GIVEN RECORDS »
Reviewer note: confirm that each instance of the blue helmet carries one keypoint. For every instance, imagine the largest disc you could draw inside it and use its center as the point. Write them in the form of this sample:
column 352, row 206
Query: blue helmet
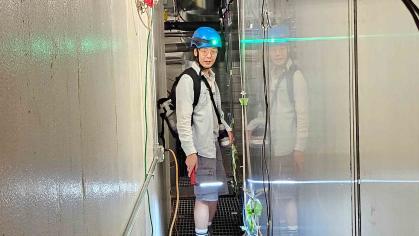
column 206, row 37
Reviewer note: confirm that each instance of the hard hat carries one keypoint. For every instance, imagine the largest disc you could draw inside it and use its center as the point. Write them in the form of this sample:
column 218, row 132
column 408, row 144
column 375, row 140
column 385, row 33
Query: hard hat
column 206, row 37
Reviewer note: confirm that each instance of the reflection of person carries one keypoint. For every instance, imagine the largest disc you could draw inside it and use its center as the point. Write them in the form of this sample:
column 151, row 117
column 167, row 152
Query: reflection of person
column 199, row 139
column 288, row 129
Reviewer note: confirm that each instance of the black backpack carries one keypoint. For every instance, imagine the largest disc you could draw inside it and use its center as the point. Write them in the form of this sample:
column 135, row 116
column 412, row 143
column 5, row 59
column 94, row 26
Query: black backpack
column 167, row 106
column 167, row 112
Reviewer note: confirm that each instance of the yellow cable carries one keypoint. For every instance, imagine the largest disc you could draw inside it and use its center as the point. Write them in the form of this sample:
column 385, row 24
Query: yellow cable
column 177, row 192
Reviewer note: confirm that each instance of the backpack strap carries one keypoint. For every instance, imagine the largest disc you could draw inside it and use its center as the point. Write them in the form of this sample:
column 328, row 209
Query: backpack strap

TASK REQUIREMENTS » Copy the data word for word, starting at the line that contains "Reviewer note: confirm that each instance of the black" and ending with the last line of the data.

COMPLETED TASK »
Reviewer note: confirm that each instance of the black backpack carries one keypoint. For every instance, imagine the largest disc you could draw inside it and use its center as the point. Write them in the form of this sample:
column 135, row 116
column 412, row 143
column 5, row 59
column 94, row 26
Query: black backpack
column 167, row 106
column 167, row 112
Reviewer note: confirm that each instance of the yellow cable carries one keypoint. For every instance, imagine the largest disc you could draw inside it and use its center as the point. Write them in the form of this sample:
column 385, row 24
Query: yellow cable
column 177, row 192
Reviewer note: confirm that each instance of the backpack strap carries one keypoint. For every instance, imagine the largest disc you could draw inside it and use its center as the point. Write them in the form of this sample:
column 328, row 209
Query: backpack strap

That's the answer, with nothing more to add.